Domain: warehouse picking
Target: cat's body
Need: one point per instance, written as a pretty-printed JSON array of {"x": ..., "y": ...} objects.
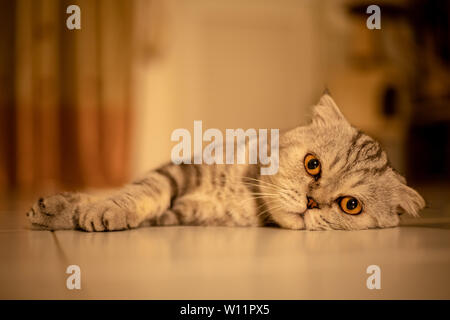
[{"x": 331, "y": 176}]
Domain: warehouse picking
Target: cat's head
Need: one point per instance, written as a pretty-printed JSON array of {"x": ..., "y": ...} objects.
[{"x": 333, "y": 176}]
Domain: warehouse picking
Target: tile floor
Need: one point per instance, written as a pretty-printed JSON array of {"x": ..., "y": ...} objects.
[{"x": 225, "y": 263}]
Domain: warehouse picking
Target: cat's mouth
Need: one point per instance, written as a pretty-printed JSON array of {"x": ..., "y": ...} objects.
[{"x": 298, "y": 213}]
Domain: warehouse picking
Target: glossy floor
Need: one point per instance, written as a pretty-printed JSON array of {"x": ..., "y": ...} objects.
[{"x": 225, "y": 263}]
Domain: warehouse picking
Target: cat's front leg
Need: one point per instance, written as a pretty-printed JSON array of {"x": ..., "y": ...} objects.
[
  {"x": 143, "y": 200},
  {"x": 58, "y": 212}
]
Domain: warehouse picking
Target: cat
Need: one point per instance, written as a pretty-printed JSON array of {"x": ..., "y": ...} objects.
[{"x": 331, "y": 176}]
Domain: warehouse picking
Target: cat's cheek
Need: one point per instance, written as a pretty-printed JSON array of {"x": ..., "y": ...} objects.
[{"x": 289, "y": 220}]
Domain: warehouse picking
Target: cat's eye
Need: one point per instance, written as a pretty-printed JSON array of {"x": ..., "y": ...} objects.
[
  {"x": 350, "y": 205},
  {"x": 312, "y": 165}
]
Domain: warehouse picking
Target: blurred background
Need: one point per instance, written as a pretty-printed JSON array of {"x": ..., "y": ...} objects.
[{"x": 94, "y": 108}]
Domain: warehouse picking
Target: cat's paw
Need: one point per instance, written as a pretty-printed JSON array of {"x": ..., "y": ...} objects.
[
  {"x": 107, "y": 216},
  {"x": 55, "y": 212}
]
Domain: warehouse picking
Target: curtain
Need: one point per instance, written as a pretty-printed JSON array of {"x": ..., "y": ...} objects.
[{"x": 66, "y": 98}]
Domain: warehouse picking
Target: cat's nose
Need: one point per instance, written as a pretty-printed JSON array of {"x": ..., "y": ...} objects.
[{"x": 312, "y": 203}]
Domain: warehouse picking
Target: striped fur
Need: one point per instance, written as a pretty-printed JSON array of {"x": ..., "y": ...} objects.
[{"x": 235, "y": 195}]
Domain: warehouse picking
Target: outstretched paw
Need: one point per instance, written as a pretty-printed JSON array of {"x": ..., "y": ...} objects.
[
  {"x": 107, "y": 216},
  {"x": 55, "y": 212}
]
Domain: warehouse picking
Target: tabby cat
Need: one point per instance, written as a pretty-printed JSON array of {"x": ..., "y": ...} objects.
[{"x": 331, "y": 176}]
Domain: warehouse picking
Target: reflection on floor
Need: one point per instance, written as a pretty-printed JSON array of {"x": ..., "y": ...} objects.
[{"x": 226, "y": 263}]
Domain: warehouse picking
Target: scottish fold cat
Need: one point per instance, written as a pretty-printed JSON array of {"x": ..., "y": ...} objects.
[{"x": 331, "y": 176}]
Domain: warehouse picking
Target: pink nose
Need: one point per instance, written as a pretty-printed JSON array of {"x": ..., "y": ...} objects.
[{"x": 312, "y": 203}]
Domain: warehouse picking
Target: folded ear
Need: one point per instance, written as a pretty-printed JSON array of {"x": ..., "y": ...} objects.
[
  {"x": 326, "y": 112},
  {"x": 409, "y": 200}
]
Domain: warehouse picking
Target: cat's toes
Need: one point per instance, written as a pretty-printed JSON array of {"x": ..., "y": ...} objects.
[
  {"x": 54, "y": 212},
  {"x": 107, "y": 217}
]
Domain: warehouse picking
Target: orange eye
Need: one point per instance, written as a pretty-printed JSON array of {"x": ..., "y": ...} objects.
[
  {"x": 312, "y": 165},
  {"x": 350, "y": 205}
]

════════

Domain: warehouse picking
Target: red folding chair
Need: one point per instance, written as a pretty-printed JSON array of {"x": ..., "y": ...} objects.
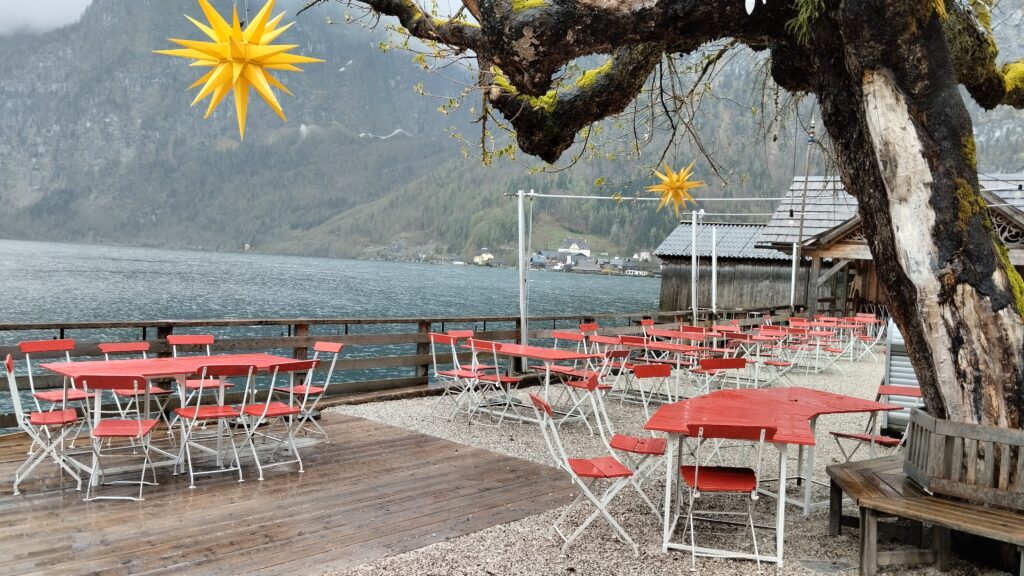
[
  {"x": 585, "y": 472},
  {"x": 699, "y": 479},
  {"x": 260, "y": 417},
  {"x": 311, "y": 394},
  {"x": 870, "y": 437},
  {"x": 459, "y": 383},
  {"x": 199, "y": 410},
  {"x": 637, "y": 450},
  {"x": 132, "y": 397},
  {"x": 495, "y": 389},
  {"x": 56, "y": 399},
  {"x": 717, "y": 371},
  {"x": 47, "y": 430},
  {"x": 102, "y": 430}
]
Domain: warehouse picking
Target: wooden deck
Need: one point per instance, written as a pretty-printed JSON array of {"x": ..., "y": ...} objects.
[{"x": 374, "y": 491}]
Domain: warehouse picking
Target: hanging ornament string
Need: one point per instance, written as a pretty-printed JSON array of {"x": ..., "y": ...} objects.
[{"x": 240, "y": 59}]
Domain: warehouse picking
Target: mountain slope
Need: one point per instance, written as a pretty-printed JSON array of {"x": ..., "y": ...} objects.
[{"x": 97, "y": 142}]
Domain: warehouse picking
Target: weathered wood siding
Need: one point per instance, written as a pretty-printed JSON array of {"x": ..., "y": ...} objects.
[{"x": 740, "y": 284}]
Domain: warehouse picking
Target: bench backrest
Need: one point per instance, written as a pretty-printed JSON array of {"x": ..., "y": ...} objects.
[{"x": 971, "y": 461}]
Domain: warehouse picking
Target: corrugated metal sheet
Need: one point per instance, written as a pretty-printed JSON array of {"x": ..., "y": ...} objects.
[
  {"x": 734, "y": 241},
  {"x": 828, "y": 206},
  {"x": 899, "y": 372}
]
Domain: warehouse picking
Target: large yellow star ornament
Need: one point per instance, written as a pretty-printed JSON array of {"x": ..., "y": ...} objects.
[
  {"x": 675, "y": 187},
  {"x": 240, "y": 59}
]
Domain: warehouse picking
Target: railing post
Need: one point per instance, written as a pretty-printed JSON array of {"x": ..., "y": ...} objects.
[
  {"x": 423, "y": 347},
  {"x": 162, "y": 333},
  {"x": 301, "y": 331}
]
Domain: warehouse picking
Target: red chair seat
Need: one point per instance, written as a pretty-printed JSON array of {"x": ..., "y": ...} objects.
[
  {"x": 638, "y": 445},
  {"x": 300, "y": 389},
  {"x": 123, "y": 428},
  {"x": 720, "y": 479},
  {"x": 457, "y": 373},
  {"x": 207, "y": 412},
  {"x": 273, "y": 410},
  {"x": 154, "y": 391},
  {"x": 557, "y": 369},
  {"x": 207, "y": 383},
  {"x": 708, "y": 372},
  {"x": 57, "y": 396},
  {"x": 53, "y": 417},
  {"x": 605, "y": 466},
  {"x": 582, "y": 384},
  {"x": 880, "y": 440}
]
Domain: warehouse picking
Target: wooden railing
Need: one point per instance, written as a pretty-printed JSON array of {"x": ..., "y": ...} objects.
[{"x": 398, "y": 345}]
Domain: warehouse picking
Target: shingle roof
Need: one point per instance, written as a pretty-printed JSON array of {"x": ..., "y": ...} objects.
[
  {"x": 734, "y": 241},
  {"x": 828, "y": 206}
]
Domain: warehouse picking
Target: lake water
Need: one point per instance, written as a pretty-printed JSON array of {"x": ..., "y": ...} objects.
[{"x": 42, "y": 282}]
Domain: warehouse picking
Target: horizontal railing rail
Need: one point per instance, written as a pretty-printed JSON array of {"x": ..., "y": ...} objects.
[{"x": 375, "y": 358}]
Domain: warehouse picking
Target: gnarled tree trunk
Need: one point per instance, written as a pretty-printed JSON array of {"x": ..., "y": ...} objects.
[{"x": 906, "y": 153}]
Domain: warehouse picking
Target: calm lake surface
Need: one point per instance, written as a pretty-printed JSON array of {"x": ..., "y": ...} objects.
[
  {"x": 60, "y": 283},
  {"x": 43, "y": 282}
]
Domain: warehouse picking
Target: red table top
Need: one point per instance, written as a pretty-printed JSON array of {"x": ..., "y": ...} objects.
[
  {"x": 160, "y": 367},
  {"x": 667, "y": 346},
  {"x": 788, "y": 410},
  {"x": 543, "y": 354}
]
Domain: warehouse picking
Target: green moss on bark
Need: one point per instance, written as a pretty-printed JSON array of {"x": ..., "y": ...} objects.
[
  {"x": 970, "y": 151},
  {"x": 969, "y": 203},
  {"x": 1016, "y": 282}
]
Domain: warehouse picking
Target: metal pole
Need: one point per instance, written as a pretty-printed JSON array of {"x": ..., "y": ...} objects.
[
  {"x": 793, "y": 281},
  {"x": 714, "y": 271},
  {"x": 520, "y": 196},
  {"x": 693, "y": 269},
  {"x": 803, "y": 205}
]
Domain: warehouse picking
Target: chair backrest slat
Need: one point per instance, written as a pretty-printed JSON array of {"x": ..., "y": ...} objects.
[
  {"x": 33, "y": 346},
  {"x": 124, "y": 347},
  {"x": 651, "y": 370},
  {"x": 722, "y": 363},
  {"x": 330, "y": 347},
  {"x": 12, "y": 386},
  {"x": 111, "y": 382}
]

════════

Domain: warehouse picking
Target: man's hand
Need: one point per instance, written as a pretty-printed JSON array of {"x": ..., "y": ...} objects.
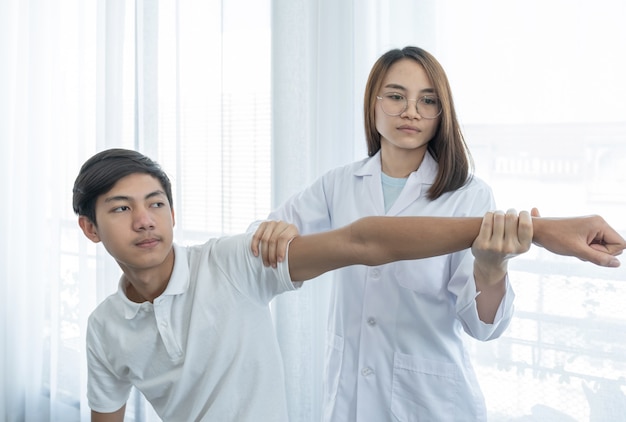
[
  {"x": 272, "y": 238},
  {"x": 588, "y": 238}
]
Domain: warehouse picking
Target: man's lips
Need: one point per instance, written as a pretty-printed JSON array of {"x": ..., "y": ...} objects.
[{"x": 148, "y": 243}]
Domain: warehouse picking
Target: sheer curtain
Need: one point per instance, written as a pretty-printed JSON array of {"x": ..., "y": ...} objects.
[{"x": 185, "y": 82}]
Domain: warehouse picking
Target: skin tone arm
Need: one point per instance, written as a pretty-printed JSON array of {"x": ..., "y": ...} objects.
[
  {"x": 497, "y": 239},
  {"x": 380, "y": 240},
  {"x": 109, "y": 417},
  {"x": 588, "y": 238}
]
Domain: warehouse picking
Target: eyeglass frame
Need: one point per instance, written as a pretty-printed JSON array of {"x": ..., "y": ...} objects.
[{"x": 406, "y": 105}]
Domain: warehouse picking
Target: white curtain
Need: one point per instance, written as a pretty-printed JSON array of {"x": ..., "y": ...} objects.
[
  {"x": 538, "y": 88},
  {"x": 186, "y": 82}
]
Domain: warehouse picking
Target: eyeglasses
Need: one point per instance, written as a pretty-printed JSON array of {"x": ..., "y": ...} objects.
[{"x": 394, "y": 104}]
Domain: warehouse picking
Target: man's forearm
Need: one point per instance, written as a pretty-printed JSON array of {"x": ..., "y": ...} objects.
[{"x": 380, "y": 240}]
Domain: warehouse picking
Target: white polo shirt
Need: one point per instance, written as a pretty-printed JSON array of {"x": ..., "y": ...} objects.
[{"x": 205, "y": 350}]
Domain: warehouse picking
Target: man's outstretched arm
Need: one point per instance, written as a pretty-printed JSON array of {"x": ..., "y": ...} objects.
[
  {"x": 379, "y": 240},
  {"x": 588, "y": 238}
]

════════

*Stated task*. Find every line in the entries above that contains the word "ornament", matching case exactly, and copy each of those lines.

*Finished exercise*.
Target: hanging ornament string
Target: large yellow star ornament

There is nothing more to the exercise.